Goal of the exercise — Reproduce the listing below without any change.

───

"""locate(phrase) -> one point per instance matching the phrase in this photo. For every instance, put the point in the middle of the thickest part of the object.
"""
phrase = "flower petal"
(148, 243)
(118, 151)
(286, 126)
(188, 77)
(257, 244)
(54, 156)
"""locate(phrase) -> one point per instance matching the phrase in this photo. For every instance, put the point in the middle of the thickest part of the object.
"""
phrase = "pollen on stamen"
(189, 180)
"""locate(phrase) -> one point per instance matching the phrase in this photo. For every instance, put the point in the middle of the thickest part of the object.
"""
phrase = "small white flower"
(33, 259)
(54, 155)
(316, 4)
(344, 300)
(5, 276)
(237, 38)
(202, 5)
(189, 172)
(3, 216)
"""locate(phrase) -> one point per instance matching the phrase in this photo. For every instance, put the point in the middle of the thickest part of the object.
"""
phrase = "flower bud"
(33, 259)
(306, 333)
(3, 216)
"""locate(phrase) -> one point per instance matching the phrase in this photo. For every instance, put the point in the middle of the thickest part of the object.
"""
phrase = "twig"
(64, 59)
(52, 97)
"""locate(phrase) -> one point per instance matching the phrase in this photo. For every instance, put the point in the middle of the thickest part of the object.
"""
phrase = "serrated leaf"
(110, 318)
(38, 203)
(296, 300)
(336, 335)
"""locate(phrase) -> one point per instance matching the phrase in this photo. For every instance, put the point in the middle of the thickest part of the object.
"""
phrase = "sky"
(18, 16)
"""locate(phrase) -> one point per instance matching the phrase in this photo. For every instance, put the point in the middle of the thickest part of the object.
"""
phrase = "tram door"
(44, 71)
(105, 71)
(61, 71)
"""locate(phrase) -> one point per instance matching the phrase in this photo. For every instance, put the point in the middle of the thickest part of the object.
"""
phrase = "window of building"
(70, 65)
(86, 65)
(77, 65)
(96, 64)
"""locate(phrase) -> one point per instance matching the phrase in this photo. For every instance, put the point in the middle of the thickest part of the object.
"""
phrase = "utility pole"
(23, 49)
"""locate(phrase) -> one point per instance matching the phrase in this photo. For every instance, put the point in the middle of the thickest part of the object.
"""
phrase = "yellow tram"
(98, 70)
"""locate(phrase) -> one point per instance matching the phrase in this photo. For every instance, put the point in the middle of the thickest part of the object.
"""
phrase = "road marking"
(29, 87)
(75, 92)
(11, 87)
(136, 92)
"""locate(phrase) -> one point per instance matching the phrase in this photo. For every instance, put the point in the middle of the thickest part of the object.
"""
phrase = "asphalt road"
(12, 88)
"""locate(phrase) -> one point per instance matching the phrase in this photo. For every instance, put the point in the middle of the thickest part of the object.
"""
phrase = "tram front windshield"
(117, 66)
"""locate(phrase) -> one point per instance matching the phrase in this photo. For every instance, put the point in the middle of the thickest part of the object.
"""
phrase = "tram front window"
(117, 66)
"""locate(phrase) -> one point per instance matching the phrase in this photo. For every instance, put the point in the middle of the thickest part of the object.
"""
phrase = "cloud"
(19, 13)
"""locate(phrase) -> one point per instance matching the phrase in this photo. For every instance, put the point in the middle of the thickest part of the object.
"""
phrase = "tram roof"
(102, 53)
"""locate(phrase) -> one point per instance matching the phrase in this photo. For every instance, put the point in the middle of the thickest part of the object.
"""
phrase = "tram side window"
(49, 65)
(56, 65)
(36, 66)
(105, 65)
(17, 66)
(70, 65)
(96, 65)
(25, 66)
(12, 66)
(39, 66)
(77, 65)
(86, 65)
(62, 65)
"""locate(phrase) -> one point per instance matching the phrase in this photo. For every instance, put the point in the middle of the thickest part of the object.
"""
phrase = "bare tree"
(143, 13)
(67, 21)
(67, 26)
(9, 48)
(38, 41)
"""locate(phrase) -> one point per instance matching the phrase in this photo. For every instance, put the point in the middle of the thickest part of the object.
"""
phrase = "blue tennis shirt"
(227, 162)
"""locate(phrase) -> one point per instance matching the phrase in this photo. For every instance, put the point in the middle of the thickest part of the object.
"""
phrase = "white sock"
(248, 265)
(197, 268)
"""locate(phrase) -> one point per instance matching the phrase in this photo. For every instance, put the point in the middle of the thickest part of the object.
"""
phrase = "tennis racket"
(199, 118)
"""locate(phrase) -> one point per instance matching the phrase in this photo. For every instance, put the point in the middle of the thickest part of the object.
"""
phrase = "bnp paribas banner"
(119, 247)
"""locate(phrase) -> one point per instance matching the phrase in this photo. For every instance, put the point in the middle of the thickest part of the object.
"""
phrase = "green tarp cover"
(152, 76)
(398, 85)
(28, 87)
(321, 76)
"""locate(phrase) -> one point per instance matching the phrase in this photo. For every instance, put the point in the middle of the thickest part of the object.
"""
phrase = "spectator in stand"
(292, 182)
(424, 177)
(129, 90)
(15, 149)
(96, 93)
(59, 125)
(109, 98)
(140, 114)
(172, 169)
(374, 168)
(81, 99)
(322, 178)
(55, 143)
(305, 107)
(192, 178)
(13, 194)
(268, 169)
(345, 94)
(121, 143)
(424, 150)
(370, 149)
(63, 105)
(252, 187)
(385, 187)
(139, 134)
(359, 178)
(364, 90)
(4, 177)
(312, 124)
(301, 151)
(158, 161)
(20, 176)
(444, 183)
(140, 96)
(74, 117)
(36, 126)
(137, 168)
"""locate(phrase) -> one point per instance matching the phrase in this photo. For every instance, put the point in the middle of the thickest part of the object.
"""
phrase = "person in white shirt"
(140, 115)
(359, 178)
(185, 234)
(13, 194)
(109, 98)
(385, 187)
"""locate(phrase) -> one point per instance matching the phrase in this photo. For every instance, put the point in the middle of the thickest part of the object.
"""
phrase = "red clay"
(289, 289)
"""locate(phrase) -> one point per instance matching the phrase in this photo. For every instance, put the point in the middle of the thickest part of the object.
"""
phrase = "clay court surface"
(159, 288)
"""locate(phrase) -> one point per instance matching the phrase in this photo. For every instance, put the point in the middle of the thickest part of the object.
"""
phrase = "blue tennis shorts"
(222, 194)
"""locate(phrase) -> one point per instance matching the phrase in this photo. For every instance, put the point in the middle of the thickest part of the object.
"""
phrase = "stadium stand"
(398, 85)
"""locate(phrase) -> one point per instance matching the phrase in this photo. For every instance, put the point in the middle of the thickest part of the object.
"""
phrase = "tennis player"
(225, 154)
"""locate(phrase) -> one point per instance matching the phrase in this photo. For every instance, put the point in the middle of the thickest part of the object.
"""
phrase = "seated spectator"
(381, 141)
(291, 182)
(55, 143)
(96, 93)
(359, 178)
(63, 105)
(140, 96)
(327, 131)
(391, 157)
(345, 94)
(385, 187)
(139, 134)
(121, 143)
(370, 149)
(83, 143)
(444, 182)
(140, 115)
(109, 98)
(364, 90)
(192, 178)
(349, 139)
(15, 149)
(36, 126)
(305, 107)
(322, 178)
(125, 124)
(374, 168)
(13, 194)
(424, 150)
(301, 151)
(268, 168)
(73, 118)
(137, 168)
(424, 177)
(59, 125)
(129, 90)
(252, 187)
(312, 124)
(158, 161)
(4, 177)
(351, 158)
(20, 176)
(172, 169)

───

Answer to this exercise —
"""locate(phrase) -> one point per instance matching the phrase in this photo. For every instance, put the point in the middle of the thickest part of the object.
"""
phrase = "flower petal"
(148, 243)
(118, 151)
(286, 126)
(188, 77)
(257, 244)
(54, 156)
"""locate(phrase) -> one point per instance matching the phrase in this photo. For every instance, put the point in the middle of the thickest part of the object.
"""
phrase = "pollen on stamen"
(189, 180)
"""locate(phrase) -> one point per instance matching the phrase in this photo. For every instance, put the point in the middle of the thickest part of the object.
"""
phrase = "small white flower"
(33, 259)
(54, 155)
(316, 4)
(344, 300)
(5, 276)
(237, 38)
(202, 5)
(189, 172)
(3, 216)
"""locate(phrase) -> one point per instance matching the phrase in this photo. For every instance, put the point in the middle of the thickest part of the object.
"""
phrase = "flower bud"
(33, 259)
(306, 333)
(3, 216)
"""locate(phrase) -> one point per instance matching the phrase in this photo. For every instance, put the point in the middle of the thickest part of the object.
"""
phrase = "twig"
(64, 59)
(52, 97)
"""locate(phrase) -> one point per instance matching the phrase in this photo. For every instance, put the point in the middle of the thickest part of the object.
"""
phrase = "serrated leaf"
(110, 318)
(38, 203)
(296, 300)
(336, 335)
"""locate(phrase) -> one point per instance matching the phrase in this photo. For every instance, put the point in the middle of the thickest part of the object.
"""
phrase = "sky"
(18, 16)
"""locate(phrase) -> one point per instance matching the phrase in this photo. For every instance, put the point in the middle of the thickest part of the object.
"""
phrase = "tram door"
(44, 71)
(105, 71)
(61, 71)
"""locate(phrase) -> one point per instance matching the phrase in this photo. For every instance, put the point in the middle of the thickest part of the object.
"""
phrase = "window of building"
(70, 65)
(86, 65)
(77, 65)
(96, 64)
"""locate(phrase) -> one point per instance matching the phrase in this photo. For every instance, put the point in the middle of the thickest part of the object.
"""
phrase = "utility pole"
(23, 49)
"""locate(phrase) -> one point per instance matching the phrase in this photo. For every instance, put the point in the middle of the thickest part of the object.
"""
phrase = "yellow tram"
(98, 70)
"""locate(phrase) -> one point per instance matching the phrase in this photo. For every instance, put the point in the middle of the thickest part of the object.
"""
phrase = "road marking"
(29, 87)
(75, 92)
(11, 87)
(136, 92)
"""locate(phrase) -> one point per instance matching the phrase in this photo. For every instance, put the point in the middle of the thickest part of the object.
"""
phrase = "asphalt road"
(12, 88)
"""locate(phrase) -> one point per instance matching the phrase in this photo. For every instance, put the point in the middle of the thickest part of the object.
"""
phrase = "tram front windshield"
(117, 66)
"""locate(phrase) -> one point per instance matching the phrase in this photo. For every instance, put the point in the middle of the thickest part of the object.
"""
phrase = "tram front window"
(117, 66)
"""locate(phrase) -> one point per instance matching the phrase in this photo. For every instance, put the point in the middle of the thickest part of the object.
"""
phrase = "cloud"
(19, 13)
"""locate(phrase) -> one point per instance matching the phrase in this photo. For every instance, put the point in the middle of the thickest part of the object.
"""
phrase = "tram roof"
(102, 53)
"""locate(phrase) -> one point per instance matching the phrase in this photo. For every instance, put the point in the middle of the thickest part of the object.
"""
phrase = "tram side window"
(49, 65)
(56, 65)
(36, 66)
(105, 65)
(17, 66)
(70, 65)
(96, 65)
(25, 66)
(12, 66)
(39, 66)
(77, 65)
(86, 65)
(62, 65)
"""locate(phrase) -> one point per instance matching the phrase in this photo. For every instance, put the point in the middle of the thickest part of the object.
"""
phrase = "bare tree"
(143, 13)
(67, 21)
(67, 26)
(9, 48)
(38, 41)
"""locate(phrase) -> one point per instance matching the phrase in this photo. For every instance, put the point in the middle of the thickest part of the object.
"""
phrase = "blue tennis shirt"
(227, 162)
"""locate(phrase) -> one point per instance matching the phrase in this photo. For every instance, put the point in the middle of the thickest part of the object.
"""
phrase = "white sock"
(248, 265)
(197, 268)
"""locate(phrase) -> one point per instance matching the phrase in this photo. For every instance, put the point in the middle of the thickest part of the object.
"""
phrase = "tennis racket"
(199, 118)
"""locate(phrase) -> one point per instance matching the phrase in this photo. For every instance, put the point in the middle of the thickest part of the object.
"""
phrase = "bnp paribas banner"
(119, 247)
"""locate(phrase) -> one point per instance matching the phrase in this photo. For every instance, put the point in the middle of the thickest part of the object.
"""
phrase = "green tarp cover"
(152, 76)
(398, 85)
(28, 87)
(321, 76)
"""locate(phrase) -> one point per instance matching the phrase in this photo. For every instance, put the point in the middle of the thickest part of the object.
"""
phrase = "spectator in stand"
(292, 182)
(424, 177)
(129, 90)
(15, 149)
(96, 93)
(59, 125)
(109, 98)
(140, 114)
(172, 169)
(374, 168)
(81, 99)
(322, 178)
(55, 143)
(305, 107)
(192, 178)
(13, 194)
(268, 169)
(345, 94)
(121, 143)
(424, 150)
(370, 149)
(63, 105)
(252, 187)
(385, 187)
(139, 134)
(359, 178)
(364, 90)
(4, 177)
(312, 124)
(301, 151)
(158, 161)
(20, 176)
(444, 183)
(140, 96)
(74, 117)
(36, 126)
(137, 168)
"""locate(phrase) -> one point per instance matching the phrase in this photo. For every instance, put the point in the middle of the thickest part of the object.
"""
phrase = "person in white shirt"
(140, 115)
(359, 178)
(185, 234)
(13, 194)
(109, 98)
(385, 187)
"""locate(phrase) -> one point per instance matching the phrase in this photo. For every instance, put the point in the middle of the thickest part of the object.
"""
phrase = "red clay"
(289, 289)
"""locate(phrase) -> one point per instance matching the phrase in this photo. For every instance, put the point in the middle of the thickest part of the object.
"""
phrase = "clay court surface"
(159, 288)
"""locate(phrase) -> one point per instance matching the phrase in this photo. For every instance, put the point in the middle of the thickest part of the object.
"""
phrase = "blue tennis shorts"
(222, 194)
"""locate(phrase) -> one point per instance matching the phrase in this photo. For every instance, put the point in the middle of the thickest part of the object.
"""
phrase = "stadium stand"
(398, 85)
"""locate(phrase) -> one point per instance matching the phrase in this photo. For every instance, put the point in the middle of the thickest part of the object.
"""
phrase = "tennis player"
(225, 154)
"""locate(phrase) -> one point per instance matching the phrase in this photo. For every instance, put the point in the middle of the thickest part of the object.
"""
phrase = "seated spectator"
(381, 141)
(291, 182)
(55, 143)
(96, 93)
(359, 178)
(63, 105)
(140, 96)
(327, 131)
(391, 157)
(345, 94)
(385, 187)
(139, 134)
(121, 143)
(370, 149)
(83, 143)
(444, 182)
(140, 115)
(109, 98)
(364, 90)
(192, 178)
(349, 139)
(15, 149)
(36, 126)
(305, 107)
(322, 178)
(125, 124)
(374, 168)
(13, 194)
(424, 150)
(301, 151)
(268, 168)
(73, 118)
(137, 168)
(424, 177)
(59, 125)
(129, 90)
(252, 187)
(312, 124)
(158, 161)
(4, 177)
(351, 158)
(20, 176)
(172, 169)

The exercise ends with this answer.